Stored items from a collection:

★ ★ ★

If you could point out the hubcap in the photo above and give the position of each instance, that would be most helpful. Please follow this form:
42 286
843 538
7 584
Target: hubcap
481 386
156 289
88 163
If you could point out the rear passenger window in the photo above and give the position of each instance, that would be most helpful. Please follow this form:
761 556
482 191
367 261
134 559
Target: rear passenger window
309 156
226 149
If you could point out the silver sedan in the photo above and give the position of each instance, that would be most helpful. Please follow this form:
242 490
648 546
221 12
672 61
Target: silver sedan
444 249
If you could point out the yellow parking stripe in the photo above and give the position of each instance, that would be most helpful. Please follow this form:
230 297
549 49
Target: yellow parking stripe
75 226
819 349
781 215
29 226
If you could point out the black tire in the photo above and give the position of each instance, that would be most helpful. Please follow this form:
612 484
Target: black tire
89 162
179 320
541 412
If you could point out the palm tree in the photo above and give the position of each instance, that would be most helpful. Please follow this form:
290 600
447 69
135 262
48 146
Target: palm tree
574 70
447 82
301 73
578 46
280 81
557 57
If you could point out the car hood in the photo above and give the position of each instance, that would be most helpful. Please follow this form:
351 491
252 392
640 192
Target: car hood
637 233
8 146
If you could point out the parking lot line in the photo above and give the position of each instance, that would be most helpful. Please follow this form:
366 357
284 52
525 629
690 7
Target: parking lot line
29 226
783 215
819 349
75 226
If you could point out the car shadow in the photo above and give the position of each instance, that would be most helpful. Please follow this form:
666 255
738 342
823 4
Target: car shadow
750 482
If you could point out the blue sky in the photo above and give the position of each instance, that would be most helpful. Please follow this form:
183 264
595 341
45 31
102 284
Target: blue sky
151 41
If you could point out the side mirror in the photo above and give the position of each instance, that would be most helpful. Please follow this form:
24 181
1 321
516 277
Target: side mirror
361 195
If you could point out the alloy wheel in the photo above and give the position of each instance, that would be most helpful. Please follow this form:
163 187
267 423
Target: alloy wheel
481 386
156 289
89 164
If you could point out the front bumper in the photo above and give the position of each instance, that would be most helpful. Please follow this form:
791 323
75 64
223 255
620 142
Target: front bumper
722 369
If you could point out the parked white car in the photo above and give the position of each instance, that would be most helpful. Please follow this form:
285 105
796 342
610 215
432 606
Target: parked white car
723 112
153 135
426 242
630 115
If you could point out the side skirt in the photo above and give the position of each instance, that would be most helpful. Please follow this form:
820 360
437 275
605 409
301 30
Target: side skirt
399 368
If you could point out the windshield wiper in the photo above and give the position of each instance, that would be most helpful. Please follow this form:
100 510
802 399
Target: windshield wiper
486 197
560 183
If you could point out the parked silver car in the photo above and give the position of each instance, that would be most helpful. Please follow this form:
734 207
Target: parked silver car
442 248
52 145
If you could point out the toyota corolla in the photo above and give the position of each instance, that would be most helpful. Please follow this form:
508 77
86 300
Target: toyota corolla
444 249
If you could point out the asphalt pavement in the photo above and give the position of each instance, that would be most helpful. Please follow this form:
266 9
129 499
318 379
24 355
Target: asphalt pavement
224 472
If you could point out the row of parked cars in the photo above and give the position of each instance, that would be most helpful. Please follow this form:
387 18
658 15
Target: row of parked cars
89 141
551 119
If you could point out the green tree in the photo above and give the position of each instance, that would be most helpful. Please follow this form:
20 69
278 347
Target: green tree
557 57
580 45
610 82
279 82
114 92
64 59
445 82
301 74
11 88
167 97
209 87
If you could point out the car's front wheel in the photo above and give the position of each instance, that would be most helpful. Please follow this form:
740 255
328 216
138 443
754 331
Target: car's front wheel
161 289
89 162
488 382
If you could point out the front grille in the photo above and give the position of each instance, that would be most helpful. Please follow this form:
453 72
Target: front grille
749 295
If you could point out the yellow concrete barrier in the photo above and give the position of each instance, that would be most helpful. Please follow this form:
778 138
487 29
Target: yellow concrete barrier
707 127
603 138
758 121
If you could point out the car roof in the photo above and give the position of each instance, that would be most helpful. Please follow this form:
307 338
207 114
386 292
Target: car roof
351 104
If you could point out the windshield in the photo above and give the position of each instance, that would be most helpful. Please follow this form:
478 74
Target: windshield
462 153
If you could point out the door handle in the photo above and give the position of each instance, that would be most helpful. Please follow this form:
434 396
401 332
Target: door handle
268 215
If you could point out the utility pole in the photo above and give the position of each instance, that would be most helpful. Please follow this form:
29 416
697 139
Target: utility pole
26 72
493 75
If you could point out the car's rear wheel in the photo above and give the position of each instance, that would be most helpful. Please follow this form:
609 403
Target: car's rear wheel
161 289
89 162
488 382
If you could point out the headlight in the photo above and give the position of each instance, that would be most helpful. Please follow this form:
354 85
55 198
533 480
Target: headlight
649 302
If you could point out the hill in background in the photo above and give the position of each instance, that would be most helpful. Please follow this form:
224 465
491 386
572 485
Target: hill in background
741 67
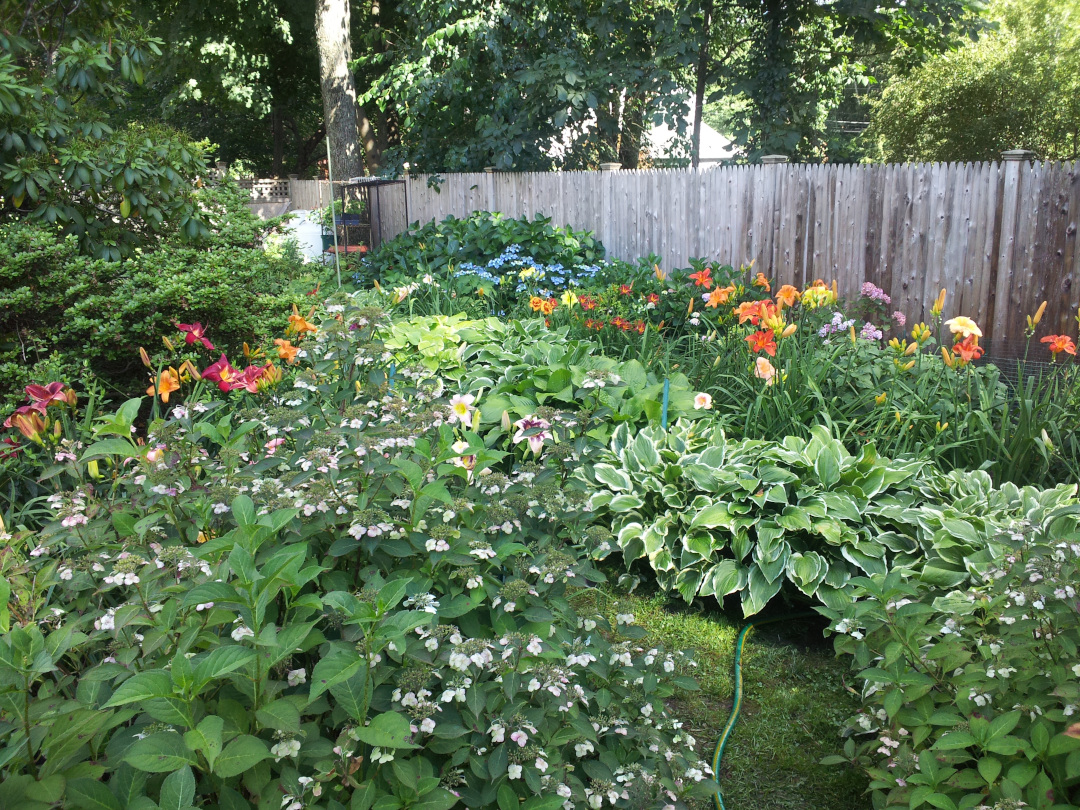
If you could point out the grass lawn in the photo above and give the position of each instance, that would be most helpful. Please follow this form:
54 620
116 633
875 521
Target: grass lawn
795 697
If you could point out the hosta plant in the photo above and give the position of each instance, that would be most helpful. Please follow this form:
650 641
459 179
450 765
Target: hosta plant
972 698
715 516
326 595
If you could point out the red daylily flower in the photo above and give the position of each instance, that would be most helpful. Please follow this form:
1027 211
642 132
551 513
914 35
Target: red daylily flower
194 332
703 278
763 341
1060 343
44 396
250 378
224 374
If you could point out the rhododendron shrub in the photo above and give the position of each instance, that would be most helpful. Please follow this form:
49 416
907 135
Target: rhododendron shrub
329 595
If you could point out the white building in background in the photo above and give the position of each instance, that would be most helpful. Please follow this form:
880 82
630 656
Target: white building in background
661 143
714 147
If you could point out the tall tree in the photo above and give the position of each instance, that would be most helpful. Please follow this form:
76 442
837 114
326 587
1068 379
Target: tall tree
1017 86
334 40
65 67
529 85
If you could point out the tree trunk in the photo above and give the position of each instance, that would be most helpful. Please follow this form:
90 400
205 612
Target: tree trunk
279 140
699 91
333 25
633 125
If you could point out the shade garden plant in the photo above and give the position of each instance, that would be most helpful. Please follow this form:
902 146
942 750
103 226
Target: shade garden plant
363 558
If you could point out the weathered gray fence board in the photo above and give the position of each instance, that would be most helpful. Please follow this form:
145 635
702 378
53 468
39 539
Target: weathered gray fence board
999 237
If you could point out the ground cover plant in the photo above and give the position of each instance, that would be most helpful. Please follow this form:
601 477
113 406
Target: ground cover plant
403 625
354 562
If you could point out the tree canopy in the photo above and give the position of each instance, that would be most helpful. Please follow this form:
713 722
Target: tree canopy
1017 86
66 67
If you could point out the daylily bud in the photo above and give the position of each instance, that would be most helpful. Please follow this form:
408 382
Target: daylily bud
1045 436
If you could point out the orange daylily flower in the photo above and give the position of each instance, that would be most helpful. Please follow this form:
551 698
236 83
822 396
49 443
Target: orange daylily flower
286 351
298 324
763 341
1058 343
968 350
787 295
718 296
703 278
169 381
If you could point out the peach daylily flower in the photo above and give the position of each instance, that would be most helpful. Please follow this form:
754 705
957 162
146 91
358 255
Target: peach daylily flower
765 370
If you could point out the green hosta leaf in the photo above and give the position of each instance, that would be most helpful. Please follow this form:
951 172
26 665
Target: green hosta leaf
612 477
161 753
713 516
243 753
758 592
726 577
177 791
388 730
807 570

★ ★ ★

Copy all of the entries verbatim, leaving out any pictures they contain.

EXERCISE RESPONSE
If you could point out the hubcap in the photo above and give the position of each instance, that would be most helpful. Please follow this form:
42 286
843 538
7 584
Target: hubcap
481 386
156 289
88 163
If you could point out the rear passenger window in the photo above and give the position of each instance, that would be most helpful. Please follow this form:
761 556
482 191
367 261
134 559
Target: rear passenger window
309 156
226 149
If you could point out the silver sedan in the photo above and give the position of each instance, that would be most helpful. Please follow this form:
242 490
648 546
221 12
672 61
Target: silver sedan
444 249
If you could point out the yellow parking stripe in the photo above and give the position of each instance, that would be most helpful. Please follow this form:
230 297
549 49
Target: yellow parking stripe
75 226
819 349
781 215
29 226
If you could point out the black tire in the photo above and give the position of each instance, that would be most helpful. Please follow this form:
612 484
Target: black tire
89 162
179 320
541 412
If you could point out the palm tree in the photo above and give the position of each instance, that would be most helpful. Please follow this form:
290 600
447 69
135 262
48 146
Target: palm tree
574 70
447 82
301 73
578 46
280 81
557 57
If you could point out the car hood in the photo above and give the position of each instance, that would be most helpful. Please follow this form:
351 491
252 392
640 192
Target: car hood
637 233
8 146
If you could point out the parking lot line in the photo above and give the position of each instance, that would be most helpful. Please follow this form:
366 357
284 52
525 629
690 7
Target: parking lot line
29 226
783 215
819 349
75 226
If you could point out the car shadow in the photo above and give the position of each instance, that would be most helpful. Please follow this form:
666 255
738 342
823 4
Target: car shadow
750 482
If you could point out the blue sky in the photo above and give the position of each instance, that would be most helpful. Please follow this form:
183 264
595 341
45 31
102 284
Target: blue sky
151 41
If you could point out the side mirror in the photo above and give the position of each instance, that would be most helpful. Please follow this form:
24 181
1 321
516 277
Target: side mirror
361 195
If you could point out the alloy wheel in the photo above and give the position of each instance, that would be most helpful. Please follow this form:
163 187
267 423
Target: alloy wheel
481 386
156 289
89 164
If you could point out the front bumper in the photo above and give the position of each instance, that would be most helpful. Please follow this form:
791 323
75 64
223 255
620 142
Target: front bumper
722 369
If you could point out the parked white car in the photo above and give the position of each instance, that would be most helpful. Please follow this form:
285 105
796 342
610 215
432 606
Target: parked white car
723 112
153 135
426 242
630 115
If you could point out the side skirt in the photo above and give the position of each instance, that would be most helpful. Please follow this form:
820 360
437 275
605 409
301 30
Target: side skirt
399 368
If you could point out the windshield wiper in the photo above and give the position of each instance, that would be most helpful. Please follow this form:
100 510
802 399
Target: windshield wiper
486 197
560 183
If you could point out the parked silver car in the photo above and give the position of each instance, that would be most helpful. Please follow this form:
734 207
Target: parked silver car
442 248
52 145
If you could point out the toyota corolla in the photo above and give the position of each instance, that would be most helpful. Please follow this form:
508 77
86 300
Target: toyota corolla
444 249
If you could point out the asphalt pavement in the photo above and give the position of each instance, that would be most helpful. Please follow this form:
266 9
129 499
318 379
24 355
Target: asphalt pavement
224 472
If you could point out the row of parked cars in the photo above and give the position of each instance, that would be most helpful. Please follow this form:
387 18
658 15
Target: row of parked cars
89 141
551 119
If you could point out the green tree in the photo above and give the position of each instance, that would be most helpful. Please follow this form:
20 69
278 347
Target: green tree
557 57
580 45
610 82
279 82
114 92
64 59
445 82
301 74
11 88
167 97
209 87
If you could point out the car's front wheel in the photo above and give the position of each instance, that would be most helpful. Please follow this form:
740 255
328 216
138 443
754 331
Target: car's front wheel
161 289
89 162
488 382
If you could point out the front grille in the photo above and give the position of each instance, that would be most helpful. Please follow this form:
453 72
Target: front grille
749 295
If you could point out the yellow concrete barrier in the photo above and give the position of each instance, that would be most helpful. Please follow this form:
778 138
487 29
Target: yellow concrete barrier
707 127
603 138
758 121
If you could point out the car roof in the photo above and give the position of each instance, that would be most helpful. Please follow this form:
307 338
207 114
386 292
Target: car roof
351 104
If you could point out the windshield in the photo above and give the position of each instance, that would be most helpful. Please follow this form:
478 74
Target: windshield
462 153
If you could point out the door handle in the photo above and give the position of each instance, that would be most helpful. Please follow this form:
434 396
401 332
Target: door handle
268 215
If you could point out the utility pole in the photo above and give the position of each instance, that would be most helpful. Please follow this form:
29 416
697 139
Target: utility pole
26 72
493 75
If you could point out the car's rear wheel in the photo above and give the position of each instance, that would be most helpful. Please follow this form:
609 403
Target: car's rear wheel
161 289
89 162
488 382
If you could point out the headlight in the photo above and give the position of each instance, that would be most helpful. Please follow this form:
354 85
55 198
533 480
Target: headlight
649 302
If you could point out the hill in background in the photo above and give the position of each instance, that would be most helpful. Please follow this form:
224 465
491 386
572 485
Target: hill in background
741 67
If you could point out the grass lawn in the photo above and give the position of each instance, that would be most helpful. Please follow this form:
54 620
116 633
875 521
Target: grass lawn
795 697
If you could point out the hosta plant in the photo above and give the position of each instance, that would be most helpful. Please follow this form:
650 641
459 179
450 765
Target: hosta plant
972 698
715 516
326 595
If you could point out the red daylily flower in the photo above and give the position of each instance, that would be most helpful. Please follow this form:
1027 211
642 132
551 513
914 35
Target: red daylily flower
194 332
703 278
763 341
1060 343
44 396
250 378
224 374
If you could point out the rhododendron shrub in the photo above and give the position of each instance, that would be most helpful. Please follow this form:
49 416
907 135
Target: rhododendron shrub
329 595
If you could point out the white building in background in the photo above and give the position of each instance, that would be most helpful. Please follow this form:
880 82
630 656
Target: white building in background
661 143
714 147
If you could point out the tall tree in the photo above and give the position of each instance, that would be most helpful. Please follow this form:
76 442
837 114
326 587
1068 379
Target: tall tree
1017 86
334 40
65 67
529 85
If you could point out the tree trunk in the photo above and give the position of each instance, that would be most helpful. Please follow this form:
90 400
205 612
Target: tree trunk
279 140
699 91
333 25
633 125
If you could point out the shade garden plant in the photo above and give the position of each instance, that would be most helpful. Please follow this form:
902 146
942 750
103 226
Target: shade garden plant
363 558
If you could point out the weathered gray fence board in the photo above and give the position of each instance, that would be most helpful. Please follow this form:
145 635
702 378
53 468
39 539
Target: weathered gray fence board
999 237
If you could point out the ground cover plant in the photo above and give the position of each instance, that would be most helpful. Please follow this form:
601 477
113 406
Target: ground cover plant
403 625
354 562
If you could point out the tree canopy in the photo above and give the position of each instance, that would be most helpful. Please follow this form:
713 722
Target: tree canopy
1017 86
66 67
If you could point out the daylily bud in the photo above and give the position of each instance, that would be most helpful. Please follow this form:
408 382
Target: daylily bud
1045 436
If you could point out the orange daylily flower in the photo above and give the position of each instance, that would be most helpful. Please follow this form:
551 698
236 83
822 396
49 443
Target: orange daylily flower
286 351
298 324
763 341
1058 343
968 350
787 295
718 296
703 278
169 381
If you could point out the peach daylily flower in the photo above and give the position of each instance, that would be most helpful. Please follow this form:
754 705
957 162
146 91
358 255
Target: peach daylily flower
765 370
If you could point out the green hosta leaf in the photo above and give the position of each instance, that would be most helpful. Please follow this form:
951 172
26 665
Target: green hosta leaf
612 477
161 753
713 516
243 753
758 592
726 577
177 791
388 730
807 570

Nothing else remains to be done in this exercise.